## Excerpt provided
=== Section Start ===
Thousands of sensors embedded in wind turbines send out terabytes of data. Making sense of that data and transforming it into useful information to drive energy production is a task that more and more wind-farm managers are looking to take advantage of.
Insights are the useful information created from that data, and that is the backbone of what the experts at Uptake have been doing for more than four years.
The data explosion is called many things, whether that be the Internet of Things or Grid 4.0. But whatever it’s called, the conclusion is clear: The transition to providing insights is a foregone conclusion.
“The argument became when and how and not if,” said Sonny Garg, Uptake’s managing director for Global Energy Solutions. “We had made a social compact with people to say we’re going to provide safer, reliable, affordable, and increasingly clean energy to everybody.”
Working for wind
In the wind industry, the bottom line is increasing energy production, decreasing costs, and improving safety, according to Garg.
“Digital strategy and the adoption of industrial AI have to be grounded in specific metrics that drive the business,” he said. “Because we are delivering insights, that is going to move that metric favorably for you.”
Because Uptake is a young business, it’s been able to come at its customers with fresh approaches to creating the insights necessary. And with that, it became a great fit for wind, according to Garg.
=== Section End ===
## Supplied material
=== Section Start ===
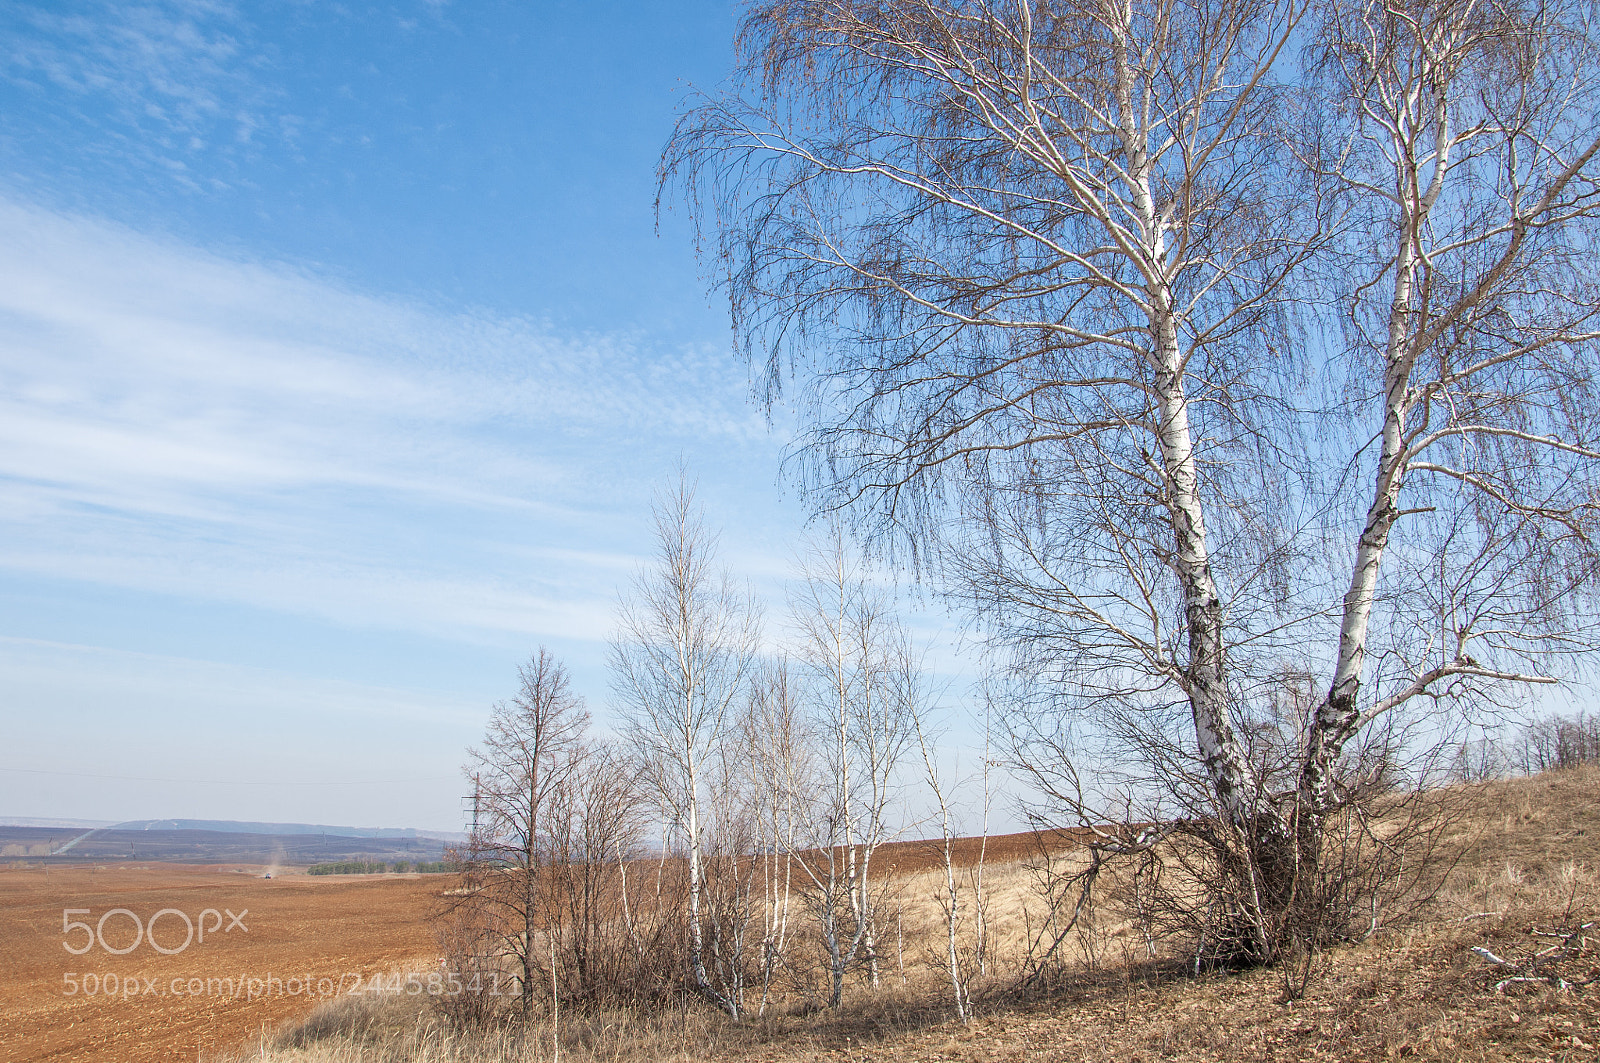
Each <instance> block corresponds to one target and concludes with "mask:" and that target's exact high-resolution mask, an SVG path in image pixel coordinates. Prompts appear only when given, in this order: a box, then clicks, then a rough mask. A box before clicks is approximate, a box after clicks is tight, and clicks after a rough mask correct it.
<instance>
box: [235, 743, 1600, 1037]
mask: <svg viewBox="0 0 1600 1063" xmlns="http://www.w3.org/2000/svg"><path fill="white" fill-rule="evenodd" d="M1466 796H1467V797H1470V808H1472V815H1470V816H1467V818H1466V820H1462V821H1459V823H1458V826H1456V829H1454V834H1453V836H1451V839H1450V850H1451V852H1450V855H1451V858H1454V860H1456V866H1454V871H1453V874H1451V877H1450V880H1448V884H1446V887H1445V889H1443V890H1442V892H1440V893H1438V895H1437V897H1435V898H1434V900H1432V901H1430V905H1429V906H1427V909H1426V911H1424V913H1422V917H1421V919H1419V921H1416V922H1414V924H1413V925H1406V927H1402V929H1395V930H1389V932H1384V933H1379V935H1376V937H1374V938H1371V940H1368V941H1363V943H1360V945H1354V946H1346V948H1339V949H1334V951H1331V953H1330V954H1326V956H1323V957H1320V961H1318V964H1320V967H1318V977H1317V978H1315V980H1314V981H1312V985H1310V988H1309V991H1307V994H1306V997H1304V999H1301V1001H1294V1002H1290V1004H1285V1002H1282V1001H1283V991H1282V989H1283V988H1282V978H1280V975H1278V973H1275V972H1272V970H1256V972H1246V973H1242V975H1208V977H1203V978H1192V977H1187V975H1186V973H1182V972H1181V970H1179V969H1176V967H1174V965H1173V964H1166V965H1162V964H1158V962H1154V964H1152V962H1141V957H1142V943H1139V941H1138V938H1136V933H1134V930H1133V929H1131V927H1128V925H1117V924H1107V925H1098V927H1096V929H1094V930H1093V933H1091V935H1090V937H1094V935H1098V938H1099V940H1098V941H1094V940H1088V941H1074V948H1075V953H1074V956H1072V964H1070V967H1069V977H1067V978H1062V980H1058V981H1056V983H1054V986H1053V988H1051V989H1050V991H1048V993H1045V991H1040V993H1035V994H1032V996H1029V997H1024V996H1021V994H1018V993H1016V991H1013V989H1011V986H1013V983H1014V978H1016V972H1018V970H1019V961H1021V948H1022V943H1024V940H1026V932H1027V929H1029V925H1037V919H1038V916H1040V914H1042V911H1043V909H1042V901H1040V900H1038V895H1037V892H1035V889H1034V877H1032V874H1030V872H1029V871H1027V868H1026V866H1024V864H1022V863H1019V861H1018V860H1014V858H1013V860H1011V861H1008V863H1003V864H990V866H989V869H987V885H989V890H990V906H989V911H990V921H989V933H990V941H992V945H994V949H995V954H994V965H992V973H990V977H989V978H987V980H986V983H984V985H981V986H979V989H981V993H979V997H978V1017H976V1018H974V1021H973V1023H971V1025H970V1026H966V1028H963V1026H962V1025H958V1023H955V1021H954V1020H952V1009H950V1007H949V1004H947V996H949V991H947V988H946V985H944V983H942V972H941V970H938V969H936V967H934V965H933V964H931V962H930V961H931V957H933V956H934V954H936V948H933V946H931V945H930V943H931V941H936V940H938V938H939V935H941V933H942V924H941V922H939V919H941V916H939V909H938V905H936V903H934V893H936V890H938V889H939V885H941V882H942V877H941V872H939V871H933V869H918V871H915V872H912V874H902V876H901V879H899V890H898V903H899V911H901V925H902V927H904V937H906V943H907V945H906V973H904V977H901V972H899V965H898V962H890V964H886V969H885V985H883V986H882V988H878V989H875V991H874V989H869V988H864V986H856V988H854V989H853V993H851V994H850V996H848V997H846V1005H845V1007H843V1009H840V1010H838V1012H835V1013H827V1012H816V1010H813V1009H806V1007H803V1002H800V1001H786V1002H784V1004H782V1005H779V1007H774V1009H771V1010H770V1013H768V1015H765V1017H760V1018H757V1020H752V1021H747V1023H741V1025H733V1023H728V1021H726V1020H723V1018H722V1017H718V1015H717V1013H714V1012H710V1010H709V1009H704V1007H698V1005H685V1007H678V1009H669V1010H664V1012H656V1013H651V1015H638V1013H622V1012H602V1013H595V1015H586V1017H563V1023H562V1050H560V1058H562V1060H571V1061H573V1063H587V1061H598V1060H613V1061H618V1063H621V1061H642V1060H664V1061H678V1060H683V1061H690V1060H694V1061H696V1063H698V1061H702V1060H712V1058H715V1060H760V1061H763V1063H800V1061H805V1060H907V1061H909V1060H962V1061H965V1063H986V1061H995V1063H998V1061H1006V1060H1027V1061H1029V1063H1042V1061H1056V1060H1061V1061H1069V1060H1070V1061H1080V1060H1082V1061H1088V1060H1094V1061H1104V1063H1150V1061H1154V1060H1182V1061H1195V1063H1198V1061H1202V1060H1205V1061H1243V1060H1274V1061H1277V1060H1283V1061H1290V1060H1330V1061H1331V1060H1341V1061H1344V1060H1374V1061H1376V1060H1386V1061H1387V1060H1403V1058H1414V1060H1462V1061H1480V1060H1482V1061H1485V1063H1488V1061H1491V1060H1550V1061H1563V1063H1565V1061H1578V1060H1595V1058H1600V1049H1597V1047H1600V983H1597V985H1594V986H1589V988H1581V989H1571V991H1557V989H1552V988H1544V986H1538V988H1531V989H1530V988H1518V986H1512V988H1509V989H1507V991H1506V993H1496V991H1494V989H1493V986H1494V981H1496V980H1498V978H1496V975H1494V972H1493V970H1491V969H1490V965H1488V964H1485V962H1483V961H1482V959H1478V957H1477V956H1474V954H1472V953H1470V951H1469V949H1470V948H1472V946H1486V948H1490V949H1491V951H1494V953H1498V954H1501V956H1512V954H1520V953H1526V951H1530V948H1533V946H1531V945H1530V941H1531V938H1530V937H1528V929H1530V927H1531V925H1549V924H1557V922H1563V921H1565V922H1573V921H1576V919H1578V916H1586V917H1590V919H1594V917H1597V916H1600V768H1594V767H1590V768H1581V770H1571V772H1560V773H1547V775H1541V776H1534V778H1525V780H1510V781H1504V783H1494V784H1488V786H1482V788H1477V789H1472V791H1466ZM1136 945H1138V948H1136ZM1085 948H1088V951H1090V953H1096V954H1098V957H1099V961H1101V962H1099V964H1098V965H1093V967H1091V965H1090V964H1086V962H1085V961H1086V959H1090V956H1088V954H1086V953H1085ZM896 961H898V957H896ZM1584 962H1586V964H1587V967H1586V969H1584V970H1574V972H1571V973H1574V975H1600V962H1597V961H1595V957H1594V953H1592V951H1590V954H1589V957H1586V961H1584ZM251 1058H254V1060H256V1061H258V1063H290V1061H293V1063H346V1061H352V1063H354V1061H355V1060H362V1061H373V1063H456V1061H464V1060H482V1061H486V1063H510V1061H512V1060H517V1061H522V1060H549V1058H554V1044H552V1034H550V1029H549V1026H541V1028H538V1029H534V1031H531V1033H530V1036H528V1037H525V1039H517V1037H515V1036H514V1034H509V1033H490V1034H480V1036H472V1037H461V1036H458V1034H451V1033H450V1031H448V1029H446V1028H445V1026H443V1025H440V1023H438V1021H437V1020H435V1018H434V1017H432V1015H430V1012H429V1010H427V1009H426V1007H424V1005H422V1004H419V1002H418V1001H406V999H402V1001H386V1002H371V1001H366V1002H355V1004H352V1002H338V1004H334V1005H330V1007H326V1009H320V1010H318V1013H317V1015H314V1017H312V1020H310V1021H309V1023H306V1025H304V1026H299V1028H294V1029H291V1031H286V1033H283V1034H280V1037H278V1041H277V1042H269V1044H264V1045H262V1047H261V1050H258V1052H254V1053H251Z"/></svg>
=== Section End ===
=== Section Start ===
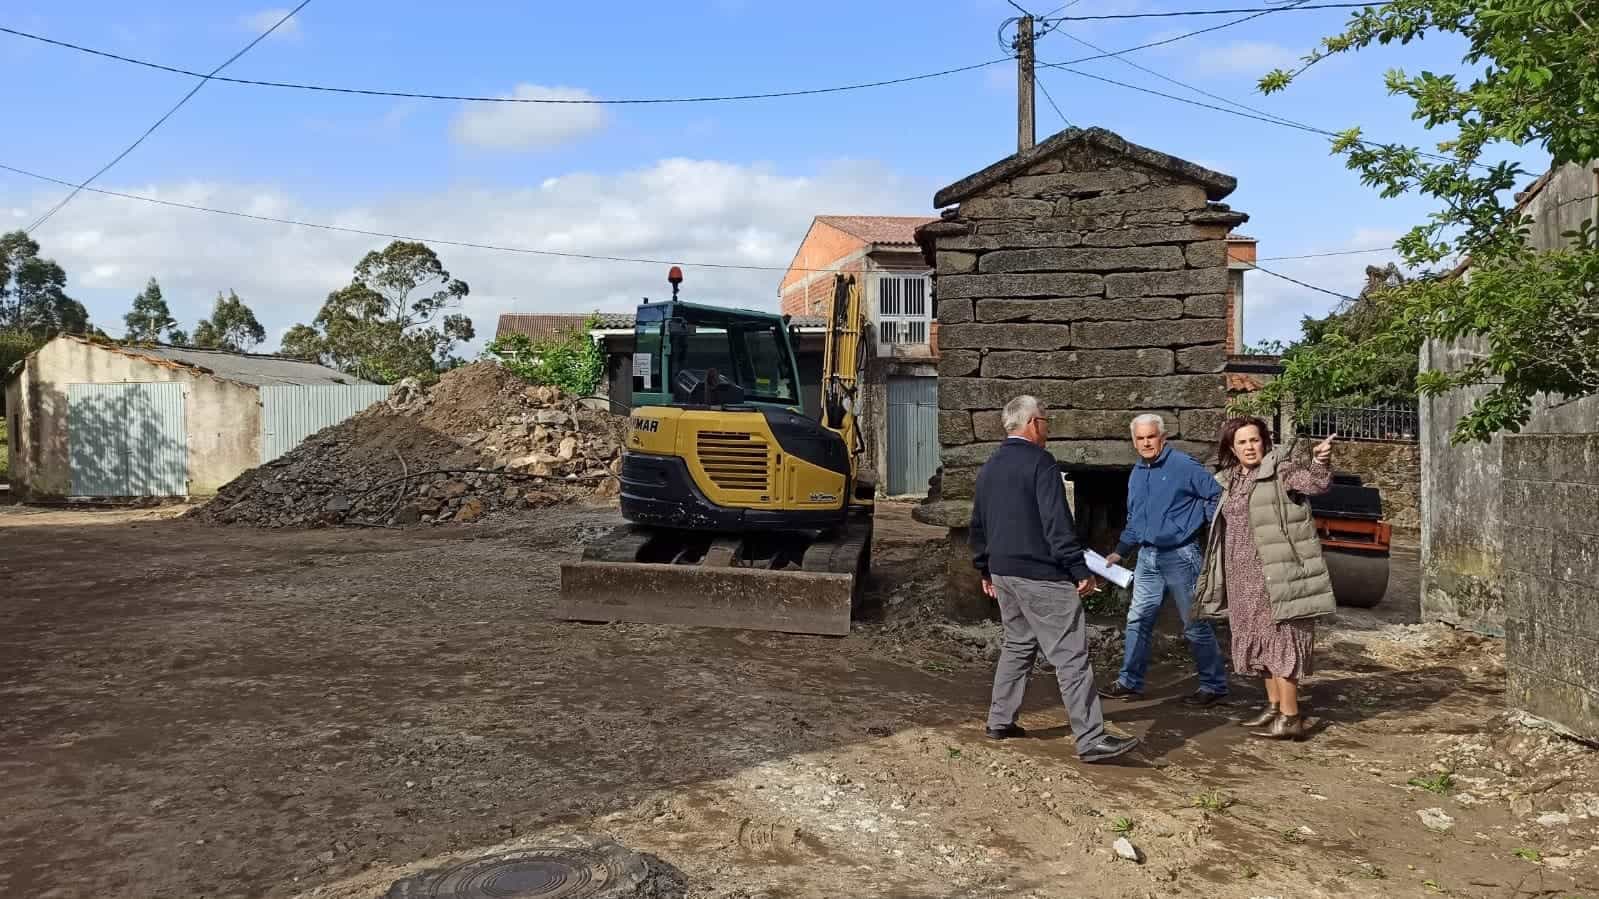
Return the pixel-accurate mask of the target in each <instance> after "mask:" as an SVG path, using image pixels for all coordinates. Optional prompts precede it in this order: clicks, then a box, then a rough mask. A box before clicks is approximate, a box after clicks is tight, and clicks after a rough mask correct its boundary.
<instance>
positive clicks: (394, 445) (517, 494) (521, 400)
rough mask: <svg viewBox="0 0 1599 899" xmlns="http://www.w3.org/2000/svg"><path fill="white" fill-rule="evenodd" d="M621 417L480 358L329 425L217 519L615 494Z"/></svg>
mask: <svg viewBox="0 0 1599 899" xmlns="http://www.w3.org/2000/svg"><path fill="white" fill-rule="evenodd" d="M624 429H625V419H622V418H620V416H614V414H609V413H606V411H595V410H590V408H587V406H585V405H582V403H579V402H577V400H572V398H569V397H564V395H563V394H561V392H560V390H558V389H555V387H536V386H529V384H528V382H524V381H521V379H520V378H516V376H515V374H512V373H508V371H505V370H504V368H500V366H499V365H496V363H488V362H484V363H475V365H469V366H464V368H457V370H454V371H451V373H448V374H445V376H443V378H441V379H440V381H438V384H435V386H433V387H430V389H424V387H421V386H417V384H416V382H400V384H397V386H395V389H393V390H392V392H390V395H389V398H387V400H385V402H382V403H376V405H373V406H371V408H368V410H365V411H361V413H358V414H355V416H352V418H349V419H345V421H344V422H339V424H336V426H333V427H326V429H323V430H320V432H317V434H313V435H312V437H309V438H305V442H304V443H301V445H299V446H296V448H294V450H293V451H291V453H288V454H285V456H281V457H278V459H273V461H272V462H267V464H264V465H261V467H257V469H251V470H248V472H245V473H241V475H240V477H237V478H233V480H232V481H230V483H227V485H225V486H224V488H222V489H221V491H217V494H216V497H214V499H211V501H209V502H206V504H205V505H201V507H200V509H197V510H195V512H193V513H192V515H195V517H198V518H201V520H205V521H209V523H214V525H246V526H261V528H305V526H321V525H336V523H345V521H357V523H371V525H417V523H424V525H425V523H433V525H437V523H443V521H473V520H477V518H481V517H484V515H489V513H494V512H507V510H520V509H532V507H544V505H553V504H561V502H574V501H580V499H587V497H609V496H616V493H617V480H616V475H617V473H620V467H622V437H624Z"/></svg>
=== Section End ===
## Using the information
(a) In the wind-data article, what is Sonny Garg's title at Uptake?
(b) Write out the portion of the wind-data article that opens with the words containing "The data explosion" and closes with "a foregone conclusion.".
The entries have no connection to the wind-data article.

## Activity answers
(a) Managing director for Global Energy Solutions.

(b)
The data explosion is called many things, whether that be the Internet of Things or Grid 4.0. But whatever it’s called, the conclusion is clear: The transition to providing insights is a foregone conclusion.